Com informações da Physics World - 25/01/2021
Tunelamento de Klein
Uma das diferenças mais intrigantes entre o que acontece na dimensão humana, descrita pela física clássica, e a dimensão atômica, descrita pela física quântica, é o fenômeno do tunelamento.
Atire uma bola numa parede, e a bola retornará a você; no reino atômico e molecular, porém, a partícula vai atravessar a parede sem destruí-la e sem fazer um buraco nela - a partícula vai "tunelar" pela barreira sólida que encontrar.
O tunelamento quântico é resultado da dualidade onda-partícula, pela qual a função de onda de uma partícula se estende para dentro e além de uma barreira. Mais especificamente, o tunelamento refere-se à habilidade de uma partícula de passar por uma barreira de energia potencial, apesar de ter energia insuficiente para cruzar a barreira se o sistema for descrito pela física clássica.
Normalmente, a probabilidade de que o tunelamento ocorra é inferior a 100%, e diminui exponencialmente à medida que a altura e a largura da barreira aumentam.
##############################
Instruções =
(1) Liste, sem repetir, todas as expressões do texto sobre tunelamento formadas pela palavra "física" ou "dimensão" seguida de um adjetivo.
(2) Prolongue o texto sobre tunelamento quântico a partir do ponto em que ele termina.
O material a seguir não tem relação com o texto.

Informações fornecidas =
##############################
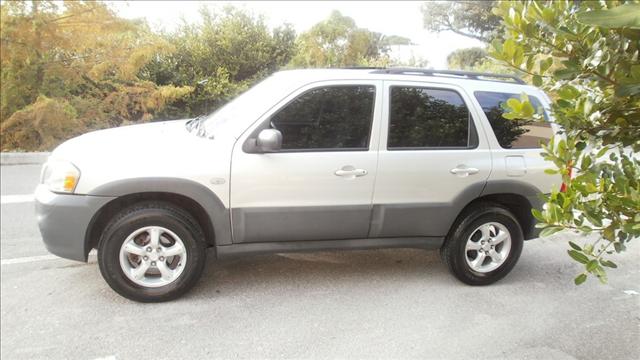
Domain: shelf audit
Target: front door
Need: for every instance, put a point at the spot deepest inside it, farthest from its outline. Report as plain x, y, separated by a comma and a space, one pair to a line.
319, 186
##############################
Respostas por tarefa =
(1) dimensão humana; física clássica; dimensão atômica; física quântica

(2)
No entanto, em 1929, o físico sueco Oskar Klein calculou que um elétron viajando próximo à velocidade da luz criará um túnel através de uma barreira com 100% de certeza - independentemente da altura e da largura da barreira.
Agora, quase um século depois, Xue Jiang e colegas da Universidade de Hong Kong finalmente conseguiram demonstrar experimentalmente esse "tunelamento de Klein".
Cristais fonônicos
Testar a teoria de Klein vinha-se mostrando difícil devido aos desafios de acelerar os elétrons até a velocidade necessária e criar uma barreira apropriada para o tunelamento. Contudo, recentemente físicos descobriram que o comportamento coletivo dos elétrons no grafeno cria quasipartículas sem massa que se movem próximo à velocidade da luz - além disso, os elétrons viram líquido no grafeno.
Jiang construiu um sistema experimental que usa fônons - ondas de som - para simular o comportamento das quasipartículas relativísticas no grafeno e uma barreira feita com duas redes triangulares diferentes feitas de cilindros de acrílico.
Assim como a rede atômica 2D do grafeno afeta o comportamento dos elétrons, essas barreiras compõem o que os físicos chamam de cristais fonônicos, que afetam o comportamento das ondas sonoras, criando excitações acústicas que funcionam como quasipartículas, comportando-se como os elétrons relativísticos.
Embora os dois cristais fonônicos tenham a mesma constante de rede (a separação entre os cilindros é de 28 mm em ambos), cada um é feito de cilindros com raios diferentes (12 mm e 7 mm). A barreira de tunelamento foi criada ensanduichando uma região de 7 mm entre duas regiões de 12 mm. Embora as quasipartículas acústicas possam se mover facilmente nas regiões de 12 mm, elas encontram uma barreira potencial dentro da região de 7 mm.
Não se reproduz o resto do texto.